Area 2 - Applications

Nr: 117
Title:

A Research Dataset Recommender System Based on RAG

Authors:

Atsuhiro Takasu, Padipat Sitkrongwong and Pongsakorn Jirachanchaisiri

Abstract: In recent years, data-driven research has progressed in many fields, and the role of research data has become increasingly important. Currently, various research data infrastructures are being constructed, and there is a growing need for technology that can access these research data infrastructures across them and effectively search for necessary research datasets (RDS). While metadata is typically used to search for datasets, this metadata is problematic in that it is not necessarily uniform, with the proportion of missing data varying from one research data to another. Information about RDSs can also be obtained from academic papers using the RDS. Academic papers contain multifaceted information about RDSs, such as summaries and usage methods, and the granularity and quality of the descriptions do not differ depending on the research data infrastructure, so stable and uniform information about RDSs can be expected. This abstract proposes a research dataset recommendation system that utilizes both metadata of RDS and academic papers using them. Recent advances in large language models (LLMs) have been remarkable. LLMs are expected to improve recommendation performance, and LLMs can be used to explain search results. Therefore, this system is based on the Retrieval Augmented Generation (RAG) framework that consists of a research dataset retrieval system and an LLM. The dataset retrieval system consists of an encoder for metadata of research datasets and an encoder for academic papers summarizing research results using the datasets. A pre-trained Transformer is used for metadata-based representation learning. Meanwhile, academic paper-based representation learning uses a graph neural network that uses descriptions of academic papers and a graph structure based on the usage relationships between academic papers and datasets. These embedded representations are stored in a vector database, enabling high-speed retrieval. Search results are reranked by the LLM, which also generates the reasons for each dataset being recommended. A prompt template is used for this purpose.

• • • • •

Task details => Decide whether each statement agrees with the abstract on the research dataset recommender system. Answer yes or no and quote the deciding words. 1. Metadata-based representation learning uses a graph neural network. 2. The LLM reranks the search results and also gives reasons for each recommended dataset. 3. The embedded representations are kept in a vector database.

• • • • •

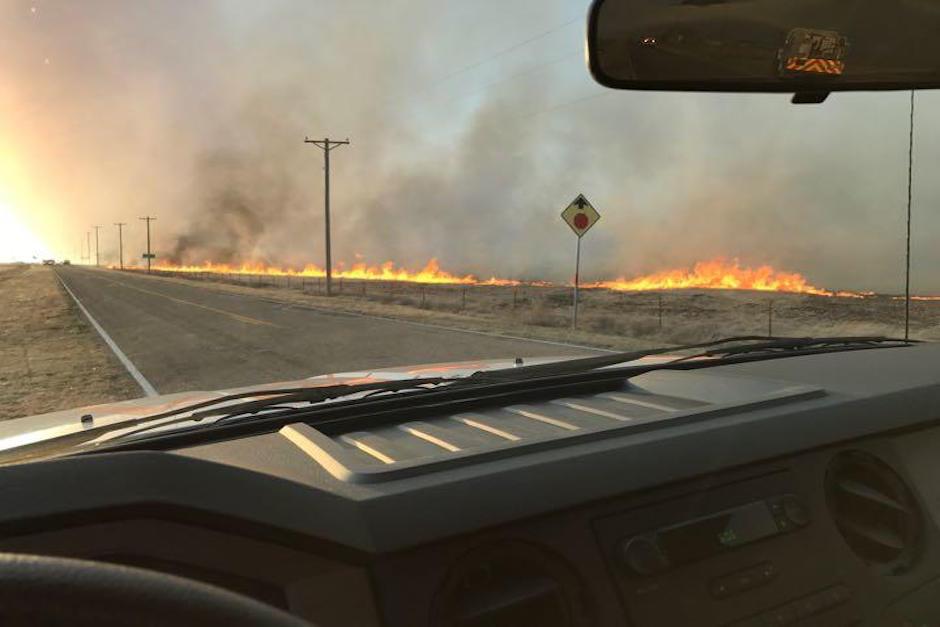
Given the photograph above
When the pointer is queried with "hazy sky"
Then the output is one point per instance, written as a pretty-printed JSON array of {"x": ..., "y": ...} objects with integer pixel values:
[{"x": 472, "y": 125}]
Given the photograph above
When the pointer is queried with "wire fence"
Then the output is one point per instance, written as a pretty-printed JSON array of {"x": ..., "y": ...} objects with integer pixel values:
[{"x": 681, "y": 316}]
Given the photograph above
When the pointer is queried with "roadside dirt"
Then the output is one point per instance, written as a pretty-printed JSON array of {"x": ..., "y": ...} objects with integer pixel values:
[
  {"x": 50, "y": 357},
  {"x": 612, "y": 320}
]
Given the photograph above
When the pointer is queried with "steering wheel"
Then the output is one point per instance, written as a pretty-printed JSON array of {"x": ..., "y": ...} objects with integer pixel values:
[{"x": 39, "y": 590}]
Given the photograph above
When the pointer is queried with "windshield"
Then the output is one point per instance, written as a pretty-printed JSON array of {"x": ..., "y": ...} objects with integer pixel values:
[{"x": 198, "y": 198}]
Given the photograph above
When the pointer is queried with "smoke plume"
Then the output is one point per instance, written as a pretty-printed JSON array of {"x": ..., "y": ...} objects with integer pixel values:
[{"x": 195, "y": 112}]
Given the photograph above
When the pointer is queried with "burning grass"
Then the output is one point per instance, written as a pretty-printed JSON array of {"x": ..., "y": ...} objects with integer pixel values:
[
  {"x": 50, "y": 358},
  {"x": 608, "y": 318}
]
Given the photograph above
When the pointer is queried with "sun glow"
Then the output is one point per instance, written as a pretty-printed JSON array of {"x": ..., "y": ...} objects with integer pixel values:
[{"x": 17, "y": 242}]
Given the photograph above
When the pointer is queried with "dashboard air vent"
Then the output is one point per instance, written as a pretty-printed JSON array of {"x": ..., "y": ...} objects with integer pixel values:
[
  {"x": 874, "y": 510},
  {"x": 510, "y": 584}
]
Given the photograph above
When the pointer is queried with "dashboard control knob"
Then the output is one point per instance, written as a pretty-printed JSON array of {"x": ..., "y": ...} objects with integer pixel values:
[{"x": 643, "y": 557}]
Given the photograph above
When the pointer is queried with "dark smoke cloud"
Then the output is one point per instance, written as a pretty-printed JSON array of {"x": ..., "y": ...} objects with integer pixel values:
[{"x": 196, "y": 112}]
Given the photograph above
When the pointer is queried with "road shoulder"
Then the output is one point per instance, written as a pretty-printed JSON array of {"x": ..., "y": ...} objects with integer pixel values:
[{"x": 50, "y": 357}]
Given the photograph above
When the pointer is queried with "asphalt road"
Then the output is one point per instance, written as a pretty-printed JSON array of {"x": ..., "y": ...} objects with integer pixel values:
[{"x": 184, "y": 337}]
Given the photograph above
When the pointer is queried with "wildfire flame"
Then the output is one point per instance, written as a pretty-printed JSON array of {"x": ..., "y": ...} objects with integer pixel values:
[
  {"x": 722, "y": 274},
  {"x": 712, "y": 274},
  {"x": 388, "y": 271}
]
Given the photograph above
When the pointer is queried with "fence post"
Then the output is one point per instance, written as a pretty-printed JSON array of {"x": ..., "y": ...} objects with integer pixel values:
[{"x": 660, "y": 295}]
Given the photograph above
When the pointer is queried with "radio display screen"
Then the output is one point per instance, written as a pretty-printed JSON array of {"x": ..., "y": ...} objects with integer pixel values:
[{"x": 705, "y": 537}]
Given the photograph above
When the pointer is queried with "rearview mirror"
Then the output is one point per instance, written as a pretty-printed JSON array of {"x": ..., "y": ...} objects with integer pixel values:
[{"x": 809, "y": 47}]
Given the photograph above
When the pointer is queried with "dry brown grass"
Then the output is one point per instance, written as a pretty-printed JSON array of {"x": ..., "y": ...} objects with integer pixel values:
[
  {"x": 607, "y": 319},
  {"x": 50, "y": 357}
]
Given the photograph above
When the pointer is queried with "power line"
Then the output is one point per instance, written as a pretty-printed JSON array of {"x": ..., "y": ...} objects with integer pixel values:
[
  {"x": 97, "y": 256},
  {"x": 907, "y": 256},
  {"x": 149, "y": 256},
  {"x": 500, "y": 53},
  {"x": 327, "y": 146},
  {"x": 121, "y": 226},
  {"x": 515, "y": 75}
]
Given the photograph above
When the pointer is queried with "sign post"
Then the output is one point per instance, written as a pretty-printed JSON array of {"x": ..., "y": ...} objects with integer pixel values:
[{"x": 580, "y": 215}]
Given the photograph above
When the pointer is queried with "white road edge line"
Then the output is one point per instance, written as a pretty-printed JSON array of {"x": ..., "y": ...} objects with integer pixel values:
[
  {"x": 145, "y": 385},
  {"x": 415, "y": 323}
]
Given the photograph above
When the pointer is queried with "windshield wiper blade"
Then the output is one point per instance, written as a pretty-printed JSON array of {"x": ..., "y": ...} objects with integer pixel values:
[
  {"x": 456, "y": 388},
  {"x": 799, "y": 344},
  {"x": 584, "y": 364}
]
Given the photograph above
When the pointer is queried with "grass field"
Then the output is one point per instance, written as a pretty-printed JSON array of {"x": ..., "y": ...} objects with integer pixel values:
[
  {"x": 50, "y": 358},
  {"x": 607, "y": 318}
]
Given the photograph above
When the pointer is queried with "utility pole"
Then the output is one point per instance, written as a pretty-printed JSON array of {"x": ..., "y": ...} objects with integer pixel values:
[
  {"x": 326, "y": 145},
  {"x": 149, "y": 255},
  {"x": 97, "y": 256},
  {"x": 121, "y": 226}
]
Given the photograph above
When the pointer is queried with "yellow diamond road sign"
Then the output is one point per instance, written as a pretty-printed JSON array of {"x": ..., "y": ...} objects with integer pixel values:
[{"x": 580, "y": 215}]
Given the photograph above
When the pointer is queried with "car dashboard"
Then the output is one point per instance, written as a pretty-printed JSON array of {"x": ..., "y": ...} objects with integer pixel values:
[{"x": 801, "y": 491}]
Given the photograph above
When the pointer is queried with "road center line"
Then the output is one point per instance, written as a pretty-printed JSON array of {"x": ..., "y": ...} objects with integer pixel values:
[
  {"x": 239, "y": 317},
  {"x": 141, "y": 380}
]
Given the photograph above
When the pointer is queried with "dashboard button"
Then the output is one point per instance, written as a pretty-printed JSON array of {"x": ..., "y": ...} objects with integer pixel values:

• • • • •

Exercise output =>
1. No: "A pre-trained Transformer is used for metadata-based representation learning."
2. Yes: "Search results are reranked by the LLM, which also generates the reasons for each dataset being recommended."
3. Yes: "These embedded representations are stored in a vector database, enabling high-speed retrieval."